▶ _Extrait choisi_:
--------------------------------
Beaucoup d’enseignes internationales s’implantent en se
positionnant sur le haut de gamme, alors que la demande de
nombreux pays émergents se situent à des niveaux de prix moins
élevés (Mr Bricolage, Mc Donald’s, Mango,..).
« Les
franchisés marocains qui se développent l’ont parfaitement compris
et ont réussi à créer des enseignes accessibles au plus grand
nombre. Ainsi le nombre des points de vente créés en 2004 est pour
la première fois nettement supérieur à celui des enseignes
internationales » (Moci N° 1669).
De
plus, le développement de la franchise a pour certains pays
émergents non seulement une influence sur l’emploi,
mais est également un facteur de dynamisme économique par
les transferts de savoir-faire et de technologies qu’elle
induit. Les enseignes étant de plus en plus amenées à
favoriser le sourcing local, celui-ci permet à la
fois une baisse sensible des coûts et des délais
d’approvisionnement.
Il a également des conséquences sur le
tissu industriel et commercial local, en favorisant
le développement de partenariats et la
création de nouveaux métiers, ce qui contribue à la
modernisation de l’immobilier commercial. En ce sens,
celui-ci représente une
opportunité à saisir rapidement afin de bénéficier d’emplacements
stratégiques pour l’avenir.
La
limitation des coûts d’approche des marchés étrangers et la
nécessité de s’engager sur des marchés à fort potentiel de
développement devraient accentuer le recours à la
franchise, surtout lorsque la dispersion
géographique des opérations et les risques s’accroîssent du fait de
la distance qui sépare les deux partenaires.
--------------------------------
▶ _Section des données_:

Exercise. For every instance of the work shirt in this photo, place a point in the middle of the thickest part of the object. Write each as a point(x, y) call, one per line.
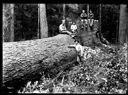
point(83, 15)
point(62, 27)
point(73, 27)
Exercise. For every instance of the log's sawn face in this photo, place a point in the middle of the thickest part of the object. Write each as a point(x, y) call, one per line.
point(24, 58)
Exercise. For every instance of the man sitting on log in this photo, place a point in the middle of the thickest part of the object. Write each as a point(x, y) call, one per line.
point(63, 29)
point(73, 29)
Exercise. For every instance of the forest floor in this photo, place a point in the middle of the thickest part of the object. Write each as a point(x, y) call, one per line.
point(104, 72)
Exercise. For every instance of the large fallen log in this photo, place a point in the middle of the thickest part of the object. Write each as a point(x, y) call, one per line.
point(26, 59)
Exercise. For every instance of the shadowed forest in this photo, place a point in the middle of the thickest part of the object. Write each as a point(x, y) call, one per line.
point(65, 48)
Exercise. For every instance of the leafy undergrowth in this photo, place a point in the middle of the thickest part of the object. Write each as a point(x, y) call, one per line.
point(103, 72)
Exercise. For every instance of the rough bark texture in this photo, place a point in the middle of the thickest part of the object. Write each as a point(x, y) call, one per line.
point(43, 21)
point(26, 59)
point(123, 23)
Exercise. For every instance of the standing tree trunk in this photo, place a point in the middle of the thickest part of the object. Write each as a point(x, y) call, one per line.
point(43, 21)
point(38, 34)
point(12, 23)
point(123, 23)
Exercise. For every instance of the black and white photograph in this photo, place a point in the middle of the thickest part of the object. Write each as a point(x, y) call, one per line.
point(75, 48)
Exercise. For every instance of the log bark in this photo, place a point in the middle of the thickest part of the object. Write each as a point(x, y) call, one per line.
point(123, 23)
point(26, 59)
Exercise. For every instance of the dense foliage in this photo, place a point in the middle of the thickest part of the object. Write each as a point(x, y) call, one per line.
point(26, 24)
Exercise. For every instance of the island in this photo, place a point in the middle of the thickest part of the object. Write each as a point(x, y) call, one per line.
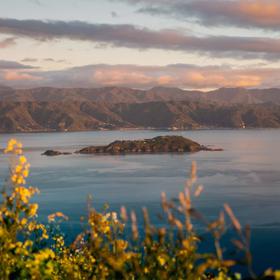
--------------------------------
▶ _Consignes_:
1/ Citez le passage de l’extrait sur la franchise qui va de « Beaucoup d’enseignes internationales » jusqu’à « Mc Donald’s, Mango,..). ».
2/ Pour chacune des affirmations suivantes, indiquez si elle concorde avec l’extrait sur la franchise, en répondant par oui ou par non et en citant les mots décisifs du texte. (a) Les points de vente créés en 2004 sont pour la première fois nettement plus nombreux que ceux des enseignes internationales. (b) Le sourcing local allonge les délais d’approvisionnement. (c) Beaucoup d’enseignes internationales s’implantent en se positionnant sur l’entrée de gamme.

▶ _Corrigés_:
1/
Beaucoup d’enseignes internationales s’implantent en se
positionnant sur le haut de gamme, alors que la demande de
nombreux pays émergents se situent à des niveaux de prix moins
élevés (Mr Bricolage, Mc Donald’s, Mango,..).

2/
(a) Oui : « le nombre des points de vente créés en 2004 est pour la première fois nettement supérieur à celui des enseignes internationales ».
(b) Non : « permet à la fois une baisse sensible des coûts et des délais d’approvisionnement ».
(c) Non : « s’implantent en se positionnant sur le haut de gamme ».